• GIVEN REQUEST:
Report every line of the listing that contains the word "dark", treating uppercase and lowercase letters as distinct.

• Records excerpted from a collection:

----------------------------------------

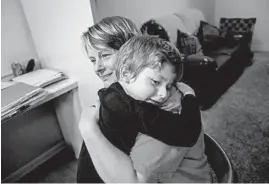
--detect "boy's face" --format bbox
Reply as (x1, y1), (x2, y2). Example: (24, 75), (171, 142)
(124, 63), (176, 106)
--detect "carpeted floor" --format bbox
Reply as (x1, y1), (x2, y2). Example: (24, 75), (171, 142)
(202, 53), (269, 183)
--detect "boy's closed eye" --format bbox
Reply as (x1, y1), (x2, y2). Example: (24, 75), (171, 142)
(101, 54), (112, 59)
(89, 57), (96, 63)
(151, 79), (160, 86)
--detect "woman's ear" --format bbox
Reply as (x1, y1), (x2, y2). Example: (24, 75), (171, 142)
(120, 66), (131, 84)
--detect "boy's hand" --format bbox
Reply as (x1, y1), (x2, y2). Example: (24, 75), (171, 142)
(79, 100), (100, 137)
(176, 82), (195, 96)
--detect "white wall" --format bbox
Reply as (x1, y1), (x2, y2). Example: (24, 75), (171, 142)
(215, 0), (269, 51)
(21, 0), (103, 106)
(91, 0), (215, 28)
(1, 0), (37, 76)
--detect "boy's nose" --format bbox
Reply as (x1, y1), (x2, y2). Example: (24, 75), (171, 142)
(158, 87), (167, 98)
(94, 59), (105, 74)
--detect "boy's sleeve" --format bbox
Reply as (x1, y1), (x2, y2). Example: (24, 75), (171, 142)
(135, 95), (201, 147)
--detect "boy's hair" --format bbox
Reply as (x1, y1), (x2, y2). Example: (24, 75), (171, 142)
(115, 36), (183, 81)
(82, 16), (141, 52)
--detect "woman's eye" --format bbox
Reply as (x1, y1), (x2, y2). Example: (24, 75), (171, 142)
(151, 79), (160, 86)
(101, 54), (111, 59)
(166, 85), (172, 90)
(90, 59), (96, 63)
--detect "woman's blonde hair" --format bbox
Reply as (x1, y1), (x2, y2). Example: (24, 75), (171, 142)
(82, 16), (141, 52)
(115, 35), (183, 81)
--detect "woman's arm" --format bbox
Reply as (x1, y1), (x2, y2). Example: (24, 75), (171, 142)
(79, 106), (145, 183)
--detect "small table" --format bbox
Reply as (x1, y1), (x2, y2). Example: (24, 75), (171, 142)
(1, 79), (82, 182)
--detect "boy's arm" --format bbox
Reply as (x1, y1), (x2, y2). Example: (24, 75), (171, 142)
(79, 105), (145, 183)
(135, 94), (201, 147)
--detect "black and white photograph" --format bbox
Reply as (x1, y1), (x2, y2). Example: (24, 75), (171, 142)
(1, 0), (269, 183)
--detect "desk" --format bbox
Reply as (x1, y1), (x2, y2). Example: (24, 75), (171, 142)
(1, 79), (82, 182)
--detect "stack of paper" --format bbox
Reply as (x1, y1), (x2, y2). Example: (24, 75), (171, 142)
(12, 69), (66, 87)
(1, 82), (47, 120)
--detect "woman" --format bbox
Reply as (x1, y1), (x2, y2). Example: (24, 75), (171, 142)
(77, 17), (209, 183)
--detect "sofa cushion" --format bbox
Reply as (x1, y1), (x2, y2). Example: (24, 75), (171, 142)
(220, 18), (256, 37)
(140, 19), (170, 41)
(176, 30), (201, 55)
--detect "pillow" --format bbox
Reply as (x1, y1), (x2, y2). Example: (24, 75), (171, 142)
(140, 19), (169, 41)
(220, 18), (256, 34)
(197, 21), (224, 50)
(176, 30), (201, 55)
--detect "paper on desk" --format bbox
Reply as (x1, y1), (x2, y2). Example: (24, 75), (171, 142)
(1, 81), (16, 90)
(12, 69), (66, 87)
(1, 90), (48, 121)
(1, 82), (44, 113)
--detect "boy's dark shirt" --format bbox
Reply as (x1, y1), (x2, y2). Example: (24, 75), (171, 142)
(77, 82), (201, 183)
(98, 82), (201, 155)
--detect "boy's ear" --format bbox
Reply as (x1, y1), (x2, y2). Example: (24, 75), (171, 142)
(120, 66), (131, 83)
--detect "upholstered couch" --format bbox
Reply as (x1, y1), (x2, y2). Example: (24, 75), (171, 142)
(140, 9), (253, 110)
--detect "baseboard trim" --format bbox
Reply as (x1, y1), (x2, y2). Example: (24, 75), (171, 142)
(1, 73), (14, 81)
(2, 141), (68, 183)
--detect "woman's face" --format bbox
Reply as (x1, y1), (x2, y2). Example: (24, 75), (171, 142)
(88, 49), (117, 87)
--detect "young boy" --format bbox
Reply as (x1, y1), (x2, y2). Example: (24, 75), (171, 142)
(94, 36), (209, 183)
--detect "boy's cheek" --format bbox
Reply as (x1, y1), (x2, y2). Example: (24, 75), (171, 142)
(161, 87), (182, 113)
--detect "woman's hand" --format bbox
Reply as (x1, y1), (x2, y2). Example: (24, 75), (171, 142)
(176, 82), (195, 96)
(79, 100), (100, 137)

----------------------------------------

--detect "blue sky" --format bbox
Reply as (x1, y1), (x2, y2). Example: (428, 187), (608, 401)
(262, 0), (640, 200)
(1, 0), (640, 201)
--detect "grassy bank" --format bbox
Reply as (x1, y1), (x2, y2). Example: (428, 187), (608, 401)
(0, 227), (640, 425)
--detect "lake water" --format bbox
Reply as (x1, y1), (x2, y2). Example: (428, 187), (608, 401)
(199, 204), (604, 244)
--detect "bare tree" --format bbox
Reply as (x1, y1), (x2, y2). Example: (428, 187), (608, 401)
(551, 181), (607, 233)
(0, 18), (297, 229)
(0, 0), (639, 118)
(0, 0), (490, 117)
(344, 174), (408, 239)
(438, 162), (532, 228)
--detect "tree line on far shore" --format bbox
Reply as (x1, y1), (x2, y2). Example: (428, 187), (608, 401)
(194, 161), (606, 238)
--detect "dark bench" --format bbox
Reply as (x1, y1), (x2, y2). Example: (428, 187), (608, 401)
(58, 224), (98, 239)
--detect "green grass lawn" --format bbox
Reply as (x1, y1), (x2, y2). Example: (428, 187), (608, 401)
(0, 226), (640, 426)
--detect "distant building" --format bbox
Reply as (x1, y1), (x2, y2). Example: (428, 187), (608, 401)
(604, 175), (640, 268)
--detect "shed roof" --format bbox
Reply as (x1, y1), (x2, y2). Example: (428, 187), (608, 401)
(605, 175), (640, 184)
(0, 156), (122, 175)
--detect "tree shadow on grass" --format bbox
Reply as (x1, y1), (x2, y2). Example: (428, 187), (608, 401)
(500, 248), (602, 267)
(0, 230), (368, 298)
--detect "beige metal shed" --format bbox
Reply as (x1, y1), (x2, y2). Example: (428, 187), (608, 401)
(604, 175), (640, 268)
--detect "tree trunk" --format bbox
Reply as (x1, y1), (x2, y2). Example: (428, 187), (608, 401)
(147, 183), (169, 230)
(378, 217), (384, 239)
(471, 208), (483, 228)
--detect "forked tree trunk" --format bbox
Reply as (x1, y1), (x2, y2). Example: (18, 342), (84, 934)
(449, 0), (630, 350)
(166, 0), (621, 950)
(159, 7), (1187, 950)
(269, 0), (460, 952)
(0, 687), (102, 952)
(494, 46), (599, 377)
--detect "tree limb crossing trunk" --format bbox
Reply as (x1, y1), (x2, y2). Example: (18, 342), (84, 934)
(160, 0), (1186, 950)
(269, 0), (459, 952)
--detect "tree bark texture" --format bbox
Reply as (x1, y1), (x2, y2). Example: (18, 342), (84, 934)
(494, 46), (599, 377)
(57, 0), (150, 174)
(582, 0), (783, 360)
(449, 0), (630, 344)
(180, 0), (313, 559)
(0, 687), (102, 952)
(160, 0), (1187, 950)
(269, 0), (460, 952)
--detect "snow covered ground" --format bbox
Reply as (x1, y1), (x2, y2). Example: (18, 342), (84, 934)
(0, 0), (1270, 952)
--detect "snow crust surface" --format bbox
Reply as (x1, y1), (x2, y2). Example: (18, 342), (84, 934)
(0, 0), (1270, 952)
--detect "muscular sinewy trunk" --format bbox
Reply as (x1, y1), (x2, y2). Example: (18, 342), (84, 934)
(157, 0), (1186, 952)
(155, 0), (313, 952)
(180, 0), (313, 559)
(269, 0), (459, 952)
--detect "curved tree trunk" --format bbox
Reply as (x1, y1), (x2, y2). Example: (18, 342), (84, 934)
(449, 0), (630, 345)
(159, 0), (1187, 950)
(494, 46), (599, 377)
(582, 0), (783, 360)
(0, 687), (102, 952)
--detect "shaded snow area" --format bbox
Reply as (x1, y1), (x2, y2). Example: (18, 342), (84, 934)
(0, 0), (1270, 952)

----------------------------------------

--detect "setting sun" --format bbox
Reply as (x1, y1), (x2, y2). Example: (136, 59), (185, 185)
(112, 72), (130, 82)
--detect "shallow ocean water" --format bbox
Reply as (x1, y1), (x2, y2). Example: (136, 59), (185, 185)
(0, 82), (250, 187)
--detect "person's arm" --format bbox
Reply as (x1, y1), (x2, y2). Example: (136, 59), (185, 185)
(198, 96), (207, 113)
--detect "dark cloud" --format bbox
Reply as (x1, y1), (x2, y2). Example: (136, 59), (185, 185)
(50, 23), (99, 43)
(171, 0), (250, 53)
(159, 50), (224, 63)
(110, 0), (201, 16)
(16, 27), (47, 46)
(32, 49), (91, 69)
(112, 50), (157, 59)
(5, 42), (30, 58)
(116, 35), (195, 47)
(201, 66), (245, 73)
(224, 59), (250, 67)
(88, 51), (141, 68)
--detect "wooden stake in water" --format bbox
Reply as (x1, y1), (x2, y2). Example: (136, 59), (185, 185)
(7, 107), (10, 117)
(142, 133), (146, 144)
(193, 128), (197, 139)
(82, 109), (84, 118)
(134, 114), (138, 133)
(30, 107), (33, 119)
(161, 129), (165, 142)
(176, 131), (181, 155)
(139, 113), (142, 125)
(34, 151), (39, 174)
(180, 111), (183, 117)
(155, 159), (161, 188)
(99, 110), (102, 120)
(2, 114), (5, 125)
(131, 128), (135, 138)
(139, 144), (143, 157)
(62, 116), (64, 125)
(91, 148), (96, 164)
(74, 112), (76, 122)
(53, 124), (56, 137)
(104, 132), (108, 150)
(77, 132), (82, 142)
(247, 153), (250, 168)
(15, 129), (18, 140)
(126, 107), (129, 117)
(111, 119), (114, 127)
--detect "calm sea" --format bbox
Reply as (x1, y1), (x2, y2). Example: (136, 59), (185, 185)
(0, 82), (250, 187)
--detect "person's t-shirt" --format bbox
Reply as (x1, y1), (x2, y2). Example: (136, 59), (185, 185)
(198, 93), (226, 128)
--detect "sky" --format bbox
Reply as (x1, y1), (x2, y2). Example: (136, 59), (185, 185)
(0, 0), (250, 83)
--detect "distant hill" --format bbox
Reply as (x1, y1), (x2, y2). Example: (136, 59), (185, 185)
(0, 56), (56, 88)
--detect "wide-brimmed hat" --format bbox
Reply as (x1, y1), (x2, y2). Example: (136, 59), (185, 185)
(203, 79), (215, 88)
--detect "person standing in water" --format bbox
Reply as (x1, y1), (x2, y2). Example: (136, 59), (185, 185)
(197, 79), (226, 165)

----------------------------------------

• OUTPUT FOR THIS TASK:
--detect "boy's dark shirt" --format bbox
--detect "dark bench" --format bbox
--detect "dark cloud" --format bbox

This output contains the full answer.